Transcribe the full listing below exactly.

────────────────

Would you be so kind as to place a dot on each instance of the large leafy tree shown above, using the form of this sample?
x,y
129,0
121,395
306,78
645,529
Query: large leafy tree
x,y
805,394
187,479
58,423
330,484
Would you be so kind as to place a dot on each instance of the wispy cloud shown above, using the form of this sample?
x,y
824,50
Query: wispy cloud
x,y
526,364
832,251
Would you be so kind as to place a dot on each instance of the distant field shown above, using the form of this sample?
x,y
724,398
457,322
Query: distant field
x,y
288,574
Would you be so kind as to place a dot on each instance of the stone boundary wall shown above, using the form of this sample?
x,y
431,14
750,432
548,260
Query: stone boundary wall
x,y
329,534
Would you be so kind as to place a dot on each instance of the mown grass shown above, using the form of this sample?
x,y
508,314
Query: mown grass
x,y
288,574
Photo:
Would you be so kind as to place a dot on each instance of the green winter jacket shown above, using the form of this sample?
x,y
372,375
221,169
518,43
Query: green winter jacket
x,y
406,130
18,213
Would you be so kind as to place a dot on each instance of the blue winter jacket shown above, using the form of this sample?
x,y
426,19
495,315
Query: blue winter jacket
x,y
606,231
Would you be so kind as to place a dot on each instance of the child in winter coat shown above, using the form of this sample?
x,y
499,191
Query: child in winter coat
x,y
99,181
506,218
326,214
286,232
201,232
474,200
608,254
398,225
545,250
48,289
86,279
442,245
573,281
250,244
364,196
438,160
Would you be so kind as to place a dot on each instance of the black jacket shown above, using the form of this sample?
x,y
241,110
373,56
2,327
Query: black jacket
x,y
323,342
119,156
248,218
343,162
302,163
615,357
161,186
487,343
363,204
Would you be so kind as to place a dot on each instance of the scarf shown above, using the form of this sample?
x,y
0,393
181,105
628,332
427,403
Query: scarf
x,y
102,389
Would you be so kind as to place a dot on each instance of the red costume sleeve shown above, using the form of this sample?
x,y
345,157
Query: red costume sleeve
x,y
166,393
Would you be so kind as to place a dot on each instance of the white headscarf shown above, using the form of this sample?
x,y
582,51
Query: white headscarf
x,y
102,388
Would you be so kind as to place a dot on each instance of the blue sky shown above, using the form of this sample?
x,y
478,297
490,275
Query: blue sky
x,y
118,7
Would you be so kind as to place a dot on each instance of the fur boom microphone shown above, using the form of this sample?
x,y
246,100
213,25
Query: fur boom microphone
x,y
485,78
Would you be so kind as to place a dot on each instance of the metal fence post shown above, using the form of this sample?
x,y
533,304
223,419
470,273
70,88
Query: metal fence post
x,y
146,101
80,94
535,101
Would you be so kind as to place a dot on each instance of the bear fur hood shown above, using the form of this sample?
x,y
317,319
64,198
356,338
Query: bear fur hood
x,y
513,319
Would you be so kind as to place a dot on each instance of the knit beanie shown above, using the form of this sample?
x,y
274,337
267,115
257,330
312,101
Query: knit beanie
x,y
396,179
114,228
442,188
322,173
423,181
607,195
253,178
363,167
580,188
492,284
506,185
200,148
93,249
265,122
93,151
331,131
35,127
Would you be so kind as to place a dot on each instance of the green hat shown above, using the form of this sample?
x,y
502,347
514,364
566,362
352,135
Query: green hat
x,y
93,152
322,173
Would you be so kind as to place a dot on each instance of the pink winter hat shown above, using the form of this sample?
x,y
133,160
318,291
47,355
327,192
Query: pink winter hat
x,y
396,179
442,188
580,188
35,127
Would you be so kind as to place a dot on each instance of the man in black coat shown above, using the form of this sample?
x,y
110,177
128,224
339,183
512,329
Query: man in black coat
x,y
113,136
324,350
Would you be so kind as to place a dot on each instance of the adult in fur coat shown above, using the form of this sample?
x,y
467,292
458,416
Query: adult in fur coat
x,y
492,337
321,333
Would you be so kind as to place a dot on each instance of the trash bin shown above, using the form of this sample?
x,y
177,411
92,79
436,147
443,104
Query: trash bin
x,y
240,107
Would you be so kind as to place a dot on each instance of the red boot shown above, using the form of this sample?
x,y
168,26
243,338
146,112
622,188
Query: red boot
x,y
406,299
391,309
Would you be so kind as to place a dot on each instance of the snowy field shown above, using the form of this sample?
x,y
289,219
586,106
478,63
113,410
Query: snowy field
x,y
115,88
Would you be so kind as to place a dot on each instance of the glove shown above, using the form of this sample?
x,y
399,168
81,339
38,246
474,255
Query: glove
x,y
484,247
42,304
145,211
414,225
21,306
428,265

────────────────

EXERCISE RESPONSE ▸
Would you be so kind as to place a dot on each instance of the large leafy tree shown above, using the form of this sample?
x,y
129,0
121,395
306,78
645,529
Query: large leafy tree
x,y
805,394
187,479
58,423
330,484
Would you be so kind as to place a dot on each instance of the wispy cloud shown above, using the form of this sample?
x,y
824,50
Query: wispy cloud
x,y
526,364
832,251
Would you be so kind as to place a dot on each instance of the distant field shown above, using the form of this sample?
x,y
724,398
457,322
Query: distant field
x,y
288,574
Would you be so kind as to place a dot on each instance of the stone boundary wall shown above, using the form of this sample?
x,y
431,14
750,432
548,260
Query: stone boundary wall
x,y
329,534
Would you be so kind as to place a dot on each instance of the mown grass shown above, using the form of this sample?
x,y
508,314
Query: mown grass
x,y
288,574
Photo:
Would you be so kind as to place a dot on each instance of the green winter jacket shown above, using the form of this sample?
x,y
372,375
221,169
518,43
Query: green winter jacket
x,y
406,130
18,213
Would you be so kind as to place a dot on each instance of the blue winter jacket shown above, using the form of this sample?
x,y
426,19
495,315
Query: blue winter jacket
x,y
606,231
Would you be so kind as to place a dot on each instance of the child in winter coat shown above, using the form of this sample?
x,y
499,191
Query: child in winter coat
x,y
99,181
506,218
326,214
286,232
201,232
474,200
608,254
398,225
545,250
48,289
86,279
442,245
573,281
250,244
364,196
438,160
Would you be so kind as to place a dot on each instance of the black jacket shown above, using the form of this sample?
x,y
241,110
373,56
2,327
Query: black jacket
x,y
323,342
119,156
248,218
343,162
302,163
615,357
161,186
487,343
363,204
Would you be so kind as to place a dot on each instance of the scarf shown above, using the form of this sample?
x,y
0,393
181,105
628,332
427,403
Query: scarf
x,y
102,389
Would you be so kind as to place a dot on each instance of the red costume sleeve shown above, using the form of this sample?
x,y
345,157
Query: red costume sleeve
x,y
166,393
Would you be so kind as to place a dot on each instance of the white headscarf shown above, using the form of this sample?
x,y
582,51
Query: white headscarf
x,y
102,388
Would you be so kind as to place a dot on each instance of the blue sky shown above, using the form of this sample?
x,y
478,297
490,275
Query: blue sky
x,y
118,7
Would you be so kind as to place a dot on each instance of the fur boom microphone shown above, using the form of this sample?
x,y
246,100
213,25
Query: fur boom microphone
x,y
485,78
Would you be so kind as to place a dot on each instance of the metal fence post shown above, using the form of this sample?
x,y
533,304
223,419
470,273
70,88
Query: metal fence post
x,y
146,101
80,94
535,101
Would you be so kind as to place a dot on each instance of the bear fur hood shown above, using the form of this sample?
x,y
317,319
64,198
356,338
Query: bear fur hood
x,y
513,319
Would you be so kind as to place a dot on each instance of the knit beanie shown above, using the form of this sample?
x,y
274,337
267,115
257,330
312,101
Query: knit beanie
x,y
396,179
114,228
442,188
322,173
423,181
607,195
253,178
363,167
580,188
492,284
506,185
200,148
93,249
265,122
93,151
331,131
35,127
Would you be so kind as to place a dot on each instance of the green hat shown above, using the form of this sample?
x,y
502,347
514,364
566,362
352,135
Query: green hat
x,y
93,152
322,173
Would you be so kind as to place a dot on each instance of the pink winter hat shown above, using the form of this sample?
x,y
133,160
318,291
47,355
327,192
Query: pink winter hat
x,y
396,179
442,188
580,188
35,127
Would you be so kind as to place a dot on each instance of the man in black coat shown above, using the form of this sample?
x,y
110,177
128,224
339,183
512,329
Query: man in black coat
x,y
113,136
324,350
Would you be so kind as to place a dot on each instance of the adult in fur coat shown above, using the form of this sample?
x,y
467,292
458,416
Query: adult in fur coat
x,y
492,337
321,333
Would you be so kind as to place a dot on each instance of the trash bin shown above, using the form of this sample?
x,y
177,411
92,79
436,147
443,104
Query: trash bin
x,y
240,107
Would you be so kind as to place a dot on each instance of the red boot shown above, using the form of this sample?
x,y
168,26
243,338
146,112
622,188
Query: red boot
x,y
406,299
391,309
Would you be so kind as to place a dot on each instance of the snowy field shown above, using the form of this sample?
x,y
289,219
586,106
478,63
113,410
Query: snowy field
x,y
115,88
Would you be so kind as to place a dot on each instance of the glove shown above, using the form of this sample?
x,y
399,168
81,339
38,246
474,255
Query: glove
x,y
484,247
42,304
145,211
414,225
21,306
428,265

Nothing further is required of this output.